» THE TASK: In every line of the records, look for "tram", then report how many lines have it and nothing else.

[Records from a collection]
**********

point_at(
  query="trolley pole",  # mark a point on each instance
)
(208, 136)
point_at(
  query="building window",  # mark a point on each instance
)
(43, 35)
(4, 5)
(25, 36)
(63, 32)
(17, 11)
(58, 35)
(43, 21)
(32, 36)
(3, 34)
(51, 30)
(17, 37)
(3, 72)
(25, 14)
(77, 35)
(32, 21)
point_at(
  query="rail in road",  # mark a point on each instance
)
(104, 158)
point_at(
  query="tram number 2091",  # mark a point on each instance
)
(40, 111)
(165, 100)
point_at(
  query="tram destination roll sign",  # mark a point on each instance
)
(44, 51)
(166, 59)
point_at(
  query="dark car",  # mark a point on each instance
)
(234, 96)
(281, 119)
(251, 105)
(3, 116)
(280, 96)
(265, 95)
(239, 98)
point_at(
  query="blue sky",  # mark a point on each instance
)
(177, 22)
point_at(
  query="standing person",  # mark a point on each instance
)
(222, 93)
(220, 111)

**********

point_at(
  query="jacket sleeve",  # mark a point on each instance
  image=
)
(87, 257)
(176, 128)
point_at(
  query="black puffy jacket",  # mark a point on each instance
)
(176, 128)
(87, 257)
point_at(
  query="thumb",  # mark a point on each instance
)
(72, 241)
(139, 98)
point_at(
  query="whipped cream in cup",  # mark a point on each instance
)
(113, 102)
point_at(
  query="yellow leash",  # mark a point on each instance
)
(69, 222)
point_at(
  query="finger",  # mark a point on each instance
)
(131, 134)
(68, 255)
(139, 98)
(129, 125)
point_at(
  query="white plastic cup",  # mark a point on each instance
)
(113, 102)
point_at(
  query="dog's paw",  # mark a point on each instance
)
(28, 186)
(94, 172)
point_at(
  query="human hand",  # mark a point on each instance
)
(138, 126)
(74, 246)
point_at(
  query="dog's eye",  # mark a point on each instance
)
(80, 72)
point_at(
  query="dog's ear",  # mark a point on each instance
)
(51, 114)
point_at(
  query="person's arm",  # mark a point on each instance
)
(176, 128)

**********

» TASK ANSWER: 2